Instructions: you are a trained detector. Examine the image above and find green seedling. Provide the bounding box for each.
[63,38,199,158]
* * *
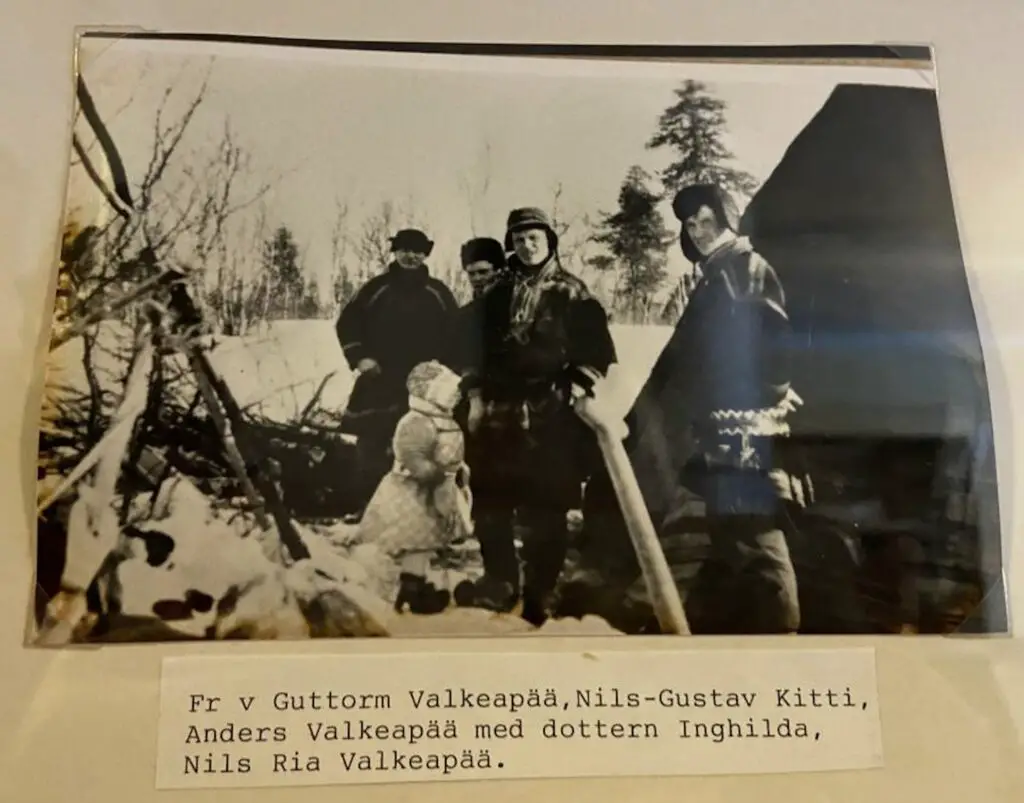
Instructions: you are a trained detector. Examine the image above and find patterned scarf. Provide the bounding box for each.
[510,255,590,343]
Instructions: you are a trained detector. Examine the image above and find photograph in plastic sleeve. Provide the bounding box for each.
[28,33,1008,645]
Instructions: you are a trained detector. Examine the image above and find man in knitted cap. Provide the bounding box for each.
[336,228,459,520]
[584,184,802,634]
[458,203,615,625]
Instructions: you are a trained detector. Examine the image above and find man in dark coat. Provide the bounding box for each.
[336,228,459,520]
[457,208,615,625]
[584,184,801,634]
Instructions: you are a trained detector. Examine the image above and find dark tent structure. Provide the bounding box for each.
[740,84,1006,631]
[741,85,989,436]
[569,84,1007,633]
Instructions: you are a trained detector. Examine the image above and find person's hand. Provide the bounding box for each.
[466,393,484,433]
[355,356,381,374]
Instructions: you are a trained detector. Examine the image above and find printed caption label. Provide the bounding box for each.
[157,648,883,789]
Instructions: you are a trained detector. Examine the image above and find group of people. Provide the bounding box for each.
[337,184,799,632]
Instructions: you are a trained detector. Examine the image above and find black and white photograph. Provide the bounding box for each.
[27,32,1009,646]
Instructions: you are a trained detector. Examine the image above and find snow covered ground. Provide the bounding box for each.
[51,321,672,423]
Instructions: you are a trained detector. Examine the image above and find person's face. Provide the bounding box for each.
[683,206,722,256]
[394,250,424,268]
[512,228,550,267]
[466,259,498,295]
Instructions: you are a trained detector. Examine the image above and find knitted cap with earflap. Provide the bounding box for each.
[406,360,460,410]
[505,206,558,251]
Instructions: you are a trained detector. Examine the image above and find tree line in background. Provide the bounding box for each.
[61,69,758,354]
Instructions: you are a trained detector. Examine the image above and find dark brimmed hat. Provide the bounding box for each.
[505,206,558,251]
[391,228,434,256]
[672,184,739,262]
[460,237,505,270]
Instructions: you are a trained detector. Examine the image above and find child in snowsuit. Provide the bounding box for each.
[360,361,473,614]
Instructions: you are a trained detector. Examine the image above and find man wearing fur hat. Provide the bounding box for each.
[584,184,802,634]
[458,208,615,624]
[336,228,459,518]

YOUR TASK —
Scale part of the material, beginning at the line that has "cap. Provide the bounding box for each." and stopping after the line that has "[458,203,615,625]". Write out only those lines, requests included, with every bounding-box coordinate in the answers multiplied by 1.65 and rounded to a whole number, halves rounding up.

TASK RESULT —
Instructions: you are a trained detector. Examine the image above and find man in knitted cap. Provide the bounding box for each.
[554,376,757,858]
[964,304,1323,1046]
[756,335,1015,1031]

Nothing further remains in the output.